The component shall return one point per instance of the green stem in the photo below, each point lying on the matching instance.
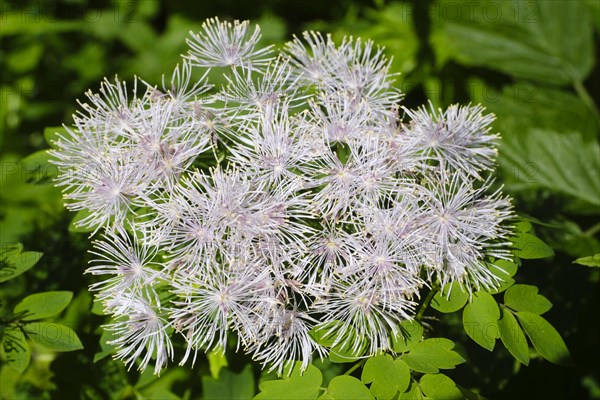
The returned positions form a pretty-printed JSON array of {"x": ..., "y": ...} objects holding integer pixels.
[
  {"x": 355, "y": 367},
  {"x": 592, "y": 231},
  {"x": 432, "y": 292},
  {"x": 587, "y": 99}
]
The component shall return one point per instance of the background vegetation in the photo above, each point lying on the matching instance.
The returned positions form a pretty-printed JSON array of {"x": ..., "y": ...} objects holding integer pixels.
[{"x": 532, "y": 63}]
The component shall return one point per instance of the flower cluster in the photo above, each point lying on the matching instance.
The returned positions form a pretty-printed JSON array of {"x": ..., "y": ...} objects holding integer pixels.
[{"x": 296, "y": 196}]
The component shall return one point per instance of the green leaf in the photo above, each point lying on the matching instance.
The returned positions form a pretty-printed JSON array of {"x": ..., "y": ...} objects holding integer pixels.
[
  {"x": 348, "y": 346},
  {"x": 55, "y": 337},
  {"x": 409, "y": 334},
  {"x": 386, "y": 376},
  {"x": 591, "y": 261},
  {"x": 562, "y": 162},
  {"x": 431, "y": 355},
  {"x": 229, "y": 386},
  {"x": 345, "y": 387},
  {"x": 216, "y": 361},
  {"x": 13, "y": 264},
  {"x": 42, "y": 305},
  {"x": 546, "y": 41},
  {"x": 526, "y": 298},
  {"x": 450, "y": 299},
  {"x": 298, "y": 386},
  {"x": 545, "y": 338},
  {"x": 512, "y": 337},
  {"x": 531, "y": 247},
  {"x": 504, "y": 270},
  {"x": 440, "y": 387},
  {"x": 15, "y": 348},
  {"x": 480, "y": 320},
  {"x": 413, "y": 393},
  {"x": 37, "y": 168}
]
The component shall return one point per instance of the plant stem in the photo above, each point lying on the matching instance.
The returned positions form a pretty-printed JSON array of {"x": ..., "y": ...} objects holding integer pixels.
[
  {"x": 432, "y": 292},
  {"x": 355, "y": 367},
  {"x": 587, "y": 99},
  {"x": 592, "y": 230}
]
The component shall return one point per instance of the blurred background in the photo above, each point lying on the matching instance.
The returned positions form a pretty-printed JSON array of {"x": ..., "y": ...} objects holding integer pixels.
[{"x": 532, "y": 63}]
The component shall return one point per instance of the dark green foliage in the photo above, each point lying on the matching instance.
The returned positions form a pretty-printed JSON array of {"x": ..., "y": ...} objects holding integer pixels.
[{"x": 532, "y": 63}]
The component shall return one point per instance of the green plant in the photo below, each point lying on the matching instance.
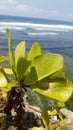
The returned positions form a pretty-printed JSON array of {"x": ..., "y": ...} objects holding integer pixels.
[{"x": 43, "y": 73}]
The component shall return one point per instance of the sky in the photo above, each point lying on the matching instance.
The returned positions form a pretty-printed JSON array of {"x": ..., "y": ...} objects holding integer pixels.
[{"x": 47, "y": 9}]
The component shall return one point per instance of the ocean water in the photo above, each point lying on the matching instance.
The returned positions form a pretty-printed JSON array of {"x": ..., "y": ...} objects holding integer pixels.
[{"x": 53, "y": 36}]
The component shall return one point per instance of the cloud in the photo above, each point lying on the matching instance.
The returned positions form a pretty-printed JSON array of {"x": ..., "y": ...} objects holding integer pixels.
[{"x": 14, "y": 7}]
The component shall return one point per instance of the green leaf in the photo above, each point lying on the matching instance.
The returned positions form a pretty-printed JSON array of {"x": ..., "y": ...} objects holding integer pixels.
[
  {"x": 11, "y": 56},
  {"x": 60, "y": 91},
  {"x": 22, "y": 66},
  {"x": 44, "y": 66},
  {"x": 19, "y": 52},
  {"x": 3, "y": 80},
  {"x": 34, "y": 51},
  {"x": 3, "y": 58}
]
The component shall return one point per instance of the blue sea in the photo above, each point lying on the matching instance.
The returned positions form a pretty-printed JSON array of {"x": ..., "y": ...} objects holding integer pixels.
[{"x": 53, "y": 36}]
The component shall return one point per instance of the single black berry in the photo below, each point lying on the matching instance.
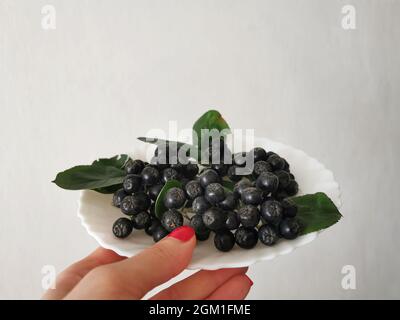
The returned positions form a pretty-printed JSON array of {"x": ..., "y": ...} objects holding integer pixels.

————

* **WHAT IS NEEDED**
Print every entry above word for word, leaving the pictures out.

* **CORRECT RESULT**
The component shall return one point per instance of the green stem in the photo below, each point lying on the matching instance.
The returned positions form a pretty-printed JSON array of {"x": ..., "y": ...} objects holding integer pixels.
[
  {"x": 355, "y": 367},
  {"x": 592, "y": 231},
  {"x": 432, "y": 292},
  {"x": 587, "y": 99}
]
The component shall return one point per instance of the background vegetation in the photo above, each point lying on the matching instance.
The returned positions form a pretty-printed JSON array of {"x": ..., "y": ...} objects holding integer pixels.
[{"x": 532, "y": 63}]
The component shall return one point per instance of the flower cluster in the photo above, each point lying on the matching instance.
The returned positions form a pretty-printed JSON array of {"x": ..., "y": ...} objects holding integer pixels.
[{"x": 296, "y": 196}]
The component shall return one point per instance of the green leaf in the photo above, each point lying on the matching instance.
The returned positions form a pretty-printed JSON array of {"x": ..., "y": ...} objects holding integer pixels.
[
  {"x": 348, "y": 346},
  {"x": 55, "y": 337},
  {"x": 409, "y": 334},
  {"x": 386, "y": 376},
  {"x": 591, "y": 261},
  {"x": 562, "y": 162},
  {"x": 431, "y": 355},
  {"x": 229, "y": 386},
  {"x": 345, "y": 387},
  {"x": 216, "y": 361},
  {"x": 13, "y": 264},
  {"x": 42, "y": 305},
  {"x": 546, "y": 41},
  {"x": 526, "y": 298},
  {"x": 450, "y": 299},
  {"x": 298, "y": 386},
  {"x": 545, "y": 338},
  {"x": 512, "y": 337},
  {"x": 531, "y": 247},
  {"x": 504, "y": 270},
  {"x": 440, "y": 387},
  {"x": 15, "y": 348},
  {"x": 480, "y": 320},
  {"x": 413, "y": 393},
  {"x": 37, "y": 168}
]
The component shall return one point per instance of the plant stem in the photo above, each point lying on the matching instance.
The returned positions form a pretty-printed JSON array of {"x": ..., "y": ...} objects holding integer pixels.
[
  {"x": 432, "y": 292},
  {"x": 355, "y": 367},
  {"x": 587, "y": 99},
  {"x": 592, "y": 230}
]
The component shall return one point per instance of the blurred background in the photo above, each point lying on the matching instance.
The returned positions form a pretty-printed JSON array of {"x": ..., "y": ...} objects holding integer pixels.
[{"x": 532, "y": 63}]
The component shall return one point per instance of the dark green foliage in the photo above, each point lying on the matching instance.
The returned positions form a pretty-printed JSON array of {"x": ..., "y": ...} objects holding integer pixels.
[{"x": 532, "y": 63}]
The component shall return one point per instance of the green plant in the photo below, each point lying on the matching instance.
The returned positions form a pretty-printed JSON array of {"x": ..., "y": ...} objects holding integer pixels.
[{"x": 43, "y": 73}]
The component shall return one point per instance of the sky in the photo above, each point lying on the matching instance.
The returned positions form a pretty-printed JSON array of {"x": ..., "y": ...} objects holding integer pixels.
[{"x": 47, "y": 9}]
The component shall return one point per instance of the ocean water in the photo above, each point lying on the matching instance.
The returned positions form a pretty-printed JSON array of {"x": ..., "y": ...} objects holding integer pixels.
[{"x": 53, "y": 36}]
The component shall return one point per instance of the cloud in the photo above, each point lying on the matching instance.
The returned positions form a pretty-printed JSON array of {"x": ..., "y": ...} objects holding integer pixels.
[{"x": 14, "y": 7}]
The component shall return one point per instance of the green leaf in the photo above, each point lying on the matching instance.
The returned positions form a pretty-printed JSON array of {"x": ..., "y": ...} objects holding integer pixels.
[
  {"x": 11, "y": 56},
  {"x": 60, "y": 91},
  {"x": 22, "y": 66},
  {"x": 44, "y": 66},
  {"x": 19, "y": 52},
  {"x": 3, "y": 80},
  {"x": 34, "y": 51},
  {"x": 3, "y": 58}
]
The component shall return one point per instance of the blue sea in the photo above, each point lying on the matching instance.
The returned positions form a pretty-printed JSON array of {"x": ..., "y": ...} objects holding integer pixels.
[{"x": 53, "y": 36}]
The component shall return one point per instance of the single black berry in the photo below, each point lying on the matching instance.
The returned positions form a pretty-printed JSON array of {"x": ..., "y": ...} objects holding integer pixels.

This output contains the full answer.